### INSTRUCTIONS FOR THE TASK
In the records below, the line with "74L11 142L70 144L82" opens the range and the line with "positive clicks: (71, 78)" closes it; print that range exactly and nothing else.
*-*-*
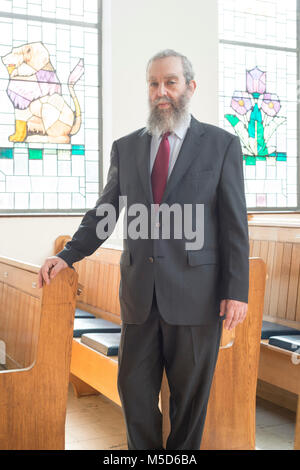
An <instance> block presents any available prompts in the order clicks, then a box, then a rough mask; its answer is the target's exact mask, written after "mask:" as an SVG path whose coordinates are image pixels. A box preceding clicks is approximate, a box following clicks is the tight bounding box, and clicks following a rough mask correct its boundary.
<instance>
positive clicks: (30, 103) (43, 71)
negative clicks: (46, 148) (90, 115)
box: [2, 42, 84, 144]
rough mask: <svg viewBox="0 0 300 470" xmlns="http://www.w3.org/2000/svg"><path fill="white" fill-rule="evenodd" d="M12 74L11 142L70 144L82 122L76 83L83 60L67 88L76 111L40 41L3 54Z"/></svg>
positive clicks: (71, 78)
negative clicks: (14, 122) (71, 99)
mask: <svg viewBox="0 0 300 470" xmlns="http://www.w3.org/2000/svg"><path fill="white" fill-rule="evenodd" d="M2 62H3V64H4V65H5V66H6V68H7V70H8V73H9V83H8V87H7V94H8V96H9V98H10V100H11V102H12V104H13V106H14V110H15V133H14V134H13V135H11V136H10V137H9V140H10V141H11V142H43V143H45V142H46V143H48V142H49V143H63V144H68V143H70V138H71V136H72V135H74V134H76V133H77V132H78V130H79V129H80V125H81V111H80V105H79V102H78V99H77V97H76V93H75V90H74V86H75V84H76V83H77V81H78V80H79V79H80V77H81V76H82V74H83V73H84V66H83V60H82V59H80V60H79V62H78V64H77V65H76V67H75V68H74V70H73V71H72V72H71V73H70V76H69V80H68V87H69V91H70V95H71V97H72V99H73V102H74V105H75V112H73V111H72V109H71V108H70V106H69V105H68V104H67V103H66V101H65V100H64V98H63V96H62V92H61V84H60V82H59V79H58V77H57V74H56V71H55V70H54V68H53V66H52V64H51V61H50V54H49V52H48V50H47V48H46V47H45V46H44V44H42V43H41V42H35V43H31V44H25V45H24V46H20V47H16V48H13V49H12V51H11V52H9V53H8V54H7V55H5V56H4V57H2Z"/></svg>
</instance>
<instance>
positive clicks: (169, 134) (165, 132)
mask: <svg viewBox="0 0 300 470" xmlns="http://www.w3.org/2000/svg"><path fill="white" fill-rule="evenodd" d="M170 134H171V132H165V133H164V134H163V136H162V138H163V139H167V138H168V137H169V135H170Z"/></svg>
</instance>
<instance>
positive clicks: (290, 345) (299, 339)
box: [269, 335, 300, 354]
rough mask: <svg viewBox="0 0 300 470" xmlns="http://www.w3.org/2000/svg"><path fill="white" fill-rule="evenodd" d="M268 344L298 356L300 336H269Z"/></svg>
mask: <svg viewBox="0 0 300 470" xmlns="http://www.w3.org/2000/svg"><path fill="white" fill-rule="evenodd" d="M269 344H272V345H273V346H277V347H278V348H282V349H288V350H289V351H292V352H298V354H300V335H288V336H271V337H270V339H269Z"/></svg>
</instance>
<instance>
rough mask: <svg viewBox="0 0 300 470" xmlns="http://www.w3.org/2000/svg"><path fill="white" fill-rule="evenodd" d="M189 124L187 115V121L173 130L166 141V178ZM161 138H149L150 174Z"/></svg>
mask: <svg viewBox="0 0 300 470" xmlns="http://www.w3.org/2000/svg"><path fill="white" fill-rule="evenodd" d="M190 123H191V116H190V115H189V119H188V120H187V121H186V122H185V123H183V124H181V125H180V126H178V127H177V128H176V129H174V132H172V133H171V134H170V135H169V137H168V139H169V143H170V159H169V170H168V178H169V176H170V174H171V172H172V170H173V168H174V165H175V162H176V160H177V157H178V154H179V152H180V149H181V146H182V143H183V140H184V138H185V135H186V133H187V130H188V128H189V127H190ZM161 139H162V136H152V138H151V147H150V174H151V173H152V168H153V165H154V161H155V158H156V154H157V152H158V147H159V144H160V141H161Z"/></svg>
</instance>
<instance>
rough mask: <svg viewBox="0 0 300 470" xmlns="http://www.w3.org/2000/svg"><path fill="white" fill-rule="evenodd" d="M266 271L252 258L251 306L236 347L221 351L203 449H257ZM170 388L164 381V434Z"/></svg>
*-*-*
### OUTPUT FOR THIS EXERCISE
rough mask: <svg viewBox="0 0 300 470" xmlns="http://www.w3.org/2000/svg"><path fill="white" fill-rule="evenodd" d="M12 74L11 142L70 144L82 122L76 83L83 60L67 88L76 111L40 41L3 54Z"/></svg>
positive clicks: (71, 78)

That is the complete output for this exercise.